Work instruction:
Exactly the lines from the first line of the listing through the line containing "out the night" should appear in the output, unchanged.

· · · · ·

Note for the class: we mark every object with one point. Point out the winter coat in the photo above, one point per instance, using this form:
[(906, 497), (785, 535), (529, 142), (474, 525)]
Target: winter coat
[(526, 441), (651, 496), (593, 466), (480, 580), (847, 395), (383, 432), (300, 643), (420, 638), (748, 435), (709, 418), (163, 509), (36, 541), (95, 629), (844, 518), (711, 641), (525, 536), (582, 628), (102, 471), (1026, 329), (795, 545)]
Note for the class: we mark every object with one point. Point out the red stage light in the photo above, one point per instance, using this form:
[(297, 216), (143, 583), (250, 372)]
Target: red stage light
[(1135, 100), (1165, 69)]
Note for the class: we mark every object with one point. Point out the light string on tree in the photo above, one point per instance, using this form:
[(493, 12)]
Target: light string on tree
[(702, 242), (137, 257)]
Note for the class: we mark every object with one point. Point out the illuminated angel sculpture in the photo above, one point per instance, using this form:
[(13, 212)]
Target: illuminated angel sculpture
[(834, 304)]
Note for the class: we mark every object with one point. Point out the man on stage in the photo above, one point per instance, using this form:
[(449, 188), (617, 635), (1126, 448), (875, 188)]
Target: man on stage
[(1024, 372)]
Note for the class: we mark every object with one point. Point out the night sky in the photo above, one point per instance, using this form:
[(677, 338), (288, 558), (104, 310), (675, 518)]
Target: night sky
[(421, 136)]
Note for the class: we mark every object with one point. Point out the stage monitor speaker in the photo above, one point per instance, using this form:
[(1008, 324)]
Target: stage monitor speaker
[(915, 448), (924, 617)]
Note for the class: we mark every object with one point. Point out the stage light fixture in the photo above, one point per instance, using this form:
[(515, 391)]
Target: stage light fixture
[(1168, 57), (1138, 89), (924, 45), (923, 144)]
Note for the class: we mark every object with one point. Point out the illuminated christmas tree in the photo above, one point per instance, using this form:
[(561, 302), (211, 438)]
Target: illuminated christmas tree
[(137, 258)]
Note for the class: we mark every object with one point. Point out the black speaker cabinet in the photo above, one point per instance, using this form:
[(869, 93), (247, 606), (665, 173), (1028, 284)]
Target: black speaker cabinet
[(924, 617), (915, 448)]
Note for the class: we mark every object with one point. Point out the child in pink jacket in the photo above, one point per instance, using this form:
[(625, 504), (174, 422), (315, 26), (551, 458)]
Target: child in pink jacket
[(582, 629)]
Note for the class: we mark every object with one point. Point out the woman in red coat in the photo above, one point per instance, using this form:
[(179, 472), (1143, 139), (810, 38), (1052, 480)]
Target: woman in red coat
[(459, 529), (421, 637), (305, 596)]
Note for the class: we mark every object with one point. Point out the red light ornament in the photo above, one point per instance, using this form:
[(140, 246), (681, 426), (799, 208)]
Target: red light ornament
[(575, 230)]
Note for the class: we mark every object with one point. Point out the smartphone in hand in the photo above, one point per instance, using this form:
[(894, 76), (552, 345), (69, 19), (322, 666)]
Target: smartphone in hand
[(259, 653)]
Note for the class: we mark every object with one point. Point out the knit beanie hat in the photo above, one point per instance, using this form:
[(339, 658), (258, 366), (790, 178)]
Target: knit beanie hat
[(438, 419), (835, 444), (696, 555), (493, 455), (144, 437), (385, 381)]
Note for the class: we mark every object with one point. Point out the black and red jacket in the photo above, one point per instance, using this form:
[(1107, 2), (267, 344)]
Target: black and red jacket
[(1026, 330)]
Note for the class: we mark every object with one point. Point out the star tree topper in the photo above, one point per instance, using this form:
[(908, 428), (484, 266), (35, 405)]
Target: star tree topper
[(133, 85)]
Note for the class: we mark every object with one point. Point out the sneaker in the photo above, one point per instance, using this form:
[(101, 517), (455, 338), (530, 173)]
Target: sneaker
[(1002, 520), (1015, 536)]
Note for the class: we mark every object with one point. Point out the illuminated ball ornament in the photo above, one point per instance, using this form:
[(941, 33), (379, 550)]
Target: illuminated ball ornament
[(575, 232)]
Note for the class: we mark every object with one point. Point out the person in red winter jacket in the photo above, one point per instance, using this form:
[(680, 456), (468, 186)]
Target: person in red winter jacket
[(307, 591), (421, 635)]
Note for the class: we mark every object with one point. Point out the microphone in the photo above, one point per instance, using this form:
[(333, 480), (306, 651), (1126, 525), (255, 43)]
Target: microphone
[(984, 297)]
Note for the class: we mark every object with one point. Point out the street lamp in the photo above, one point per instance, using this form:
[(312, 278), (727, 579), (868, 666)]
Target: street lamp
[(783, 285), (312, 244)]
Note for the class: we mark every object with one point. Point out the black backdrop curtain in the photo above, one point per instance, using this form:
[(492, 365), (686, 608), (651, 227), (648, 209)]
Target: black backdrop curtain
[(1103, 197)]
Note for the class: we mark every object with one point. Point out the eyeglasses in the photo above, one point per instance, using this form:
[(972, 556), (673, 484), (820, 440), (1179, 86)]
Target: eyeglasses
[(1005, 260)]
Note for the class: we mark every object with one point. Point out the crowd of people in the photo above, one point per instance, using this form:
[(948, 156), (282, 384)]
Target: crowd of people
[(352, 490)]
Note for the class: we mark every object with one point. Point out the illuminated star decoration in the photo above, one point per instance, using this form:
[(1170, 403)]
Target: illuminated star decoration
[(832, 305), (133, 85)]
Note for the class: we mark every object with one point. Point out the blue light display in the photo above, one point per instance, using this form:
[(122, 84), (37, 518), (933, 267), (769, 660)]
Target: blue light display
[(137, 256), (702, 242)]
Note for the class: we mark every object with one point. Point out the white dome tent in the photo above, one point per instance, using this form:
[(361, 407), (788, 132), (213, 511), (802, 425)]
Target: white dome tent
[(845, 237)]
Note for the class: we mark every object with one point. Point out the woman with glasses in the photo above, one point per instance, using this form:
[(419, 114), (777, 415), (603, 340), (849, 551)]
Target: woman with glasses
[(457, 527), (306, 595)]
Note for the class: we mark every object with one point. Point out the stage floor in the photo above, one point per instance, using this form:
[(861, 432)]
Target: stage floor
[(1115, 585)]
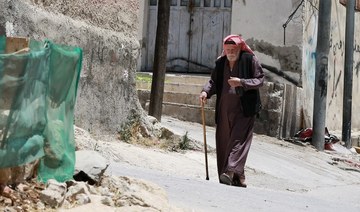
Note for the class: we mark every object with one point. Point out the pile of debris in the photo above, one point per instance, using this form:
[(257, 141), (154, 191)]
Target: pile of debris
[(90, 186)]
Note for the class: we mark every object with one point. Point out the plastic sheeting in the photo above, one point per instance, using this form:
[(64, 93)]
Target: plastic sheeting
[(37, 98)]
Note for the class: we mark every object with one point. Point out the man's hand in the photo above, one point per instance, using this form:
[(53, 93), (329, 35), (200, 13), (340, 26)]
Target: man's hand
[(234, 82), (203, 97)]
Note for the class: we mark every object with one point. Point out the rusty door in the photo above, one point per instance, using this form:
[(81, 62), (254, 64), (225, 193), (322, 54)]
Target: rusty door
[(195, 34)]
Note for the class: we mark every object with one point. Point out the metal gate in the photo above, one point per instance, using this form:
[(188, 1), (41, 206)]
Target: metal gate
[(196, 30)]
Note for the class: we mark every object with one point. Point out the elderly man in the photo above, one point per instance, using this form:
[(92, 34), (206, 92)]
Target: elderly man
[(235, 81)]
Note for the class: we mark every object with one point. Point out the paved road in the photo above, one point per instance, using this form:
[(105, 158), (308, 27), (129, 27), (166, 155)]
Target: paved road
[(315, 185), (202, 195)]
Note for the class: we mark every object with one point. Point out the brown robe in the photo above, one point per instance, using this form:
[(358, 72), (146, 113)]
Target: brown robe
[(234, 131)]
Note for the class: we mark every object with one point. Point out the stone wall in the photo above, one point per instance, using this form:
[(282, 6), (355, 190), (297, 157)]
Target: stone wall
[(336, 65), (106, 31)]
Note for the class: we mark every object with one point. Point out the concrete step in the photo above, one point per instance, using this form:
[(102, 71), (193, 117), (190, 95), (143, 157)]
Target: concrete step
[(179, 98), (176, 78), (174, 87), (191, 113)]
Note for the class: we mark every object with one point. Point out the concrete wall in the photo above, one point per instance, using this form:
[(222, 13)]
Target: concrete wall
[(106, 31), (261, 24), (336, 65)]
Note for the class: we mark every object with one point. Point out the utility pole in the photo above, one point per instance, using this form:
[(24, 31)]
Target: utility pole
[(321, 75), (159, 68), (348, 72)]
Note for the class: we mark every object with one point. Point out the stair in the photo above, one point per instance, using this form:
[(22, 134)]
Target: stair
[(181, 96)]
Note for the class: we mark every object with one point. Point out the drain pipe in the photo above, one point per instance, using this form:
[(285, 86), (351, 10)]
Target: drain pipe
[(348, 72), (321, 75)]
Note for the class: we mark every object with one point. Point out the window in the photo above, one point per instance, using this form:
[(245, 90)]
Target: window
[(228, 3), (207, 3), (153, 2), (196, 3), (184, 2)]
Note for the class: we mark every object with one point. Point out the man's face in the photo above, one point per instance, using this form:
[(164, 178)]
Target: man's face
[(232, 52)]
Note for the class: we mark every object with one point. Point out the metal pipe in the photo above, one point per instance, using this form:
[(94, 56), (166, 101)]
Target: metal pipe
[(320, 90), (348, 72)]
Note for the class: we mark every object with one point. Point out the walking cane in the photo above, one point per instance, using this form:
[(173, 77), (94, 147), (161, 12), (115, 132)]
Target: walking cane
[(205, 146)]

· · · · ·

Task answer:
Note for the class: we mark every object with one point. Point out the winter coat in the photo above, one point per instance, using this form:
[(906, 497), (785, 535), (529, 142), (474, 525)]
Target: winter coat
[(526, 441), (651, 496), (593, 466), (480, 580), (847, 395), (383, 432), (300, 643), (420, 638), (748, 435), (709, 418), (163, 509), (36, 541), (95, 629), (844, 518), (711, 641), (525, 536), (582, 628), (102, 471), (1026, 329), (795, 545)]
Note for the class: we mark every object with one point. Point out the red stage light in the photo above, one point per instance, using this form:
[(297, 216), (143, 583), (250, 372)]
Target: red stage light
[(1135, 100), (1165, 69)]
Note for the class: we mark every object with one point. Point out the light string on tree in the photo above, one point per instance, using this form:
[(493, 12)]
Target: light string on tree
[(702, 242), (137, 257)]
Note for the class: we mark every object with one point. Point out the illuminated angel sculpture in the photo above, one point per instance, using this form:
[(13, 212)]
Target: illuminated angel sculpture
[(834, 304)]
Note for the class: we mark every object with one point. Point out the man on stage in the photo above, one point per instance, using this form:
[(449, 188), (617, 635), (1126, 448), (875, 188)]
Target: man on stage
[(1024, 372)]
Note for the class: we mark every object with one point. Point out the night sky in the photo above, one point per instance, using this form:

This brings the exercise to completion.